[What to produce]:
Below is a block of entries; repeat exactly the lines starting at the line that contains "[locate] the light-colored" and ending at the line that contains "[locate] the sofa backrest", both included.

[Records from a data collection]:
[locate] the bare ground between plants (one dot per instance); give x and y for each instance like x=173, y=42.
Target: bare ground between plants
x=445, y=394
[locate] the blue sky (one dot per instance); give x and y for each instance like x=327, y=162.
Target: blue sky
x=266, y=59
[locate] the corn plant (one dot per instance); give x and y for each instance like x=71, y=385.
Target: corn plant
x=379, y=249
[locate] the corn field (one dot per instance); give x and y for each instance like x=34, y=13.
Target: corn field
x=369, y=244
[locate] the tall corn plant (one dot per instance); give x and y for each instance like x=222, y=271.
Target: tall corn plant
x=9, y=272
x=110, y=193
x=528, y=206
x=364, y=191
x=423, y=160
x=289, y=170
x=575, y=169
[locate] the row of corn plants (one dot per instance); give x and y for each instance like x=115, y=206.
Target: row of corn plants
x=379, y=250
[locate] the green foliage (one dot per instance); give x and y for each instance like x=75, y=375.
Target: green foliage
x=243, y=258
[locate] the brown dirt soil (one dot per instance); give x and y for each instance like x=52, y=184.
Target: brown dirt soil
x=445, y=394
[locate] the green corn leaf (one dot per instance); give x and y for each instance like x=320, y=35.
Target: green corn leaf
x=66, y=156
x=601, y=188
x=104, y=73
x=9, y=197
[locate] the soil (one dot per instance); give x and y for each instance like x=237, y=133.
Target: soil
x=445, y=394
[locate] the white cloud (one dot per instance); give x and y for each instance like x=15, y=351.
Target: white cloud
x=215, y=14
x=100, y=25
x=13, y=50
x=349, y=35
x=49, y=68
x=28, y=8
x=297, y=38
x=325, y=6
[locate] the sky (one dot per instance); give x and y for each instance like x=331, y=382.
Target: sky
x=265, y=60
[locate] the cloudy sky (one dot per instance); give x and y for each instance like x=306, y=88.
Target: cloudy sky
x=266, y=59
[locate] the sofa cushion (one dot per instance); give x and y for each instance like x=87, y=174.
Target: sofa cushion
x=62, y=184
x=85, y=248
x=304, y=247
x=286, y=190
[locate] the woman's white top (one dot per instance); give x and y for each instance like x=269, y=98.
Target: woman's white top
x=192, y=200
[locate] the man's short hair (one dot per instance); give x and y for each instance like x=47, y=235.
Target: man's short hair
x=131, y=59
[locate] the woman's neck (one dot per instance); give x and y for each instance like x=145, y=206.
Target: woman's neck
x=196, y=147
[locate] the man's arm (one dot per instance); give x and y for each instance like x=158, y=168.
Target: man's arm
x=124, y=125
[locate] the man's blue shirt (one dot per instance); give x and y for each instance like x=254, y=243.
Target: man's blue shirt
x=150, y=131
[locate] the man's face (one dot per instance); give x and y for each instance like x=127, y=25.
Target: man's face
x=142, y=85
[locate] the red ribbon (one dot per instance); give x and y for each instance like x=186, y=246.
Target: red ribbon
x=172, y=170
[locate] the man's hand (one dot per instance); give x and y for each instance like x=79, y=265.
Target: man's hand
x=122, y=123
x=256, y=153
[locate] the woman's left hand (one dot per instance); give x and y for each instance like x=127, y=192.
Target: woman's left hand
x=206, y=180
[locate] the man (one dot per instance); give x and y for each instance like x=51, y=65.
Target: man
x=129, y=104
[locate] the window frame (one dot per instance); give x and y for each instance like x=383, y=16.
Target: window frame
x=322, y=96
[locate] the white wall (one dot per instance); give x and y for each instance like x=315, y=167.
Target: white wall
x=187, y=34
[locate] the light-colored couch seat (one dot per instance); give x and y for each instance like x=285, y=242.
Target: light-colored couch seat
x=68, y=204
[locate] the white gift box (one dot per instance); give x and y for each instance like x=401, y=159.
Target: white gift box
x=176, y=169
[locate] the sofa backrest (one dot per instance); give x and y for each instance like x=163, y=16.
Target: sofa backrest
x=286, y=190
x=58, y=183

[Result]:
[locate] the light-colored couch seat (one dot per instance); give x and y for each instance like x=285, y=242.
Target: light-colored couch seat
x=68, y=204
[locate] the white gift box (one dot per instance); give x and y for each instance like x=401, y=159.
Target: white gift box
x=176, y=169
[locate] the sofa backrest (one dot per instance); give x and y for each instance like x=163, y=16.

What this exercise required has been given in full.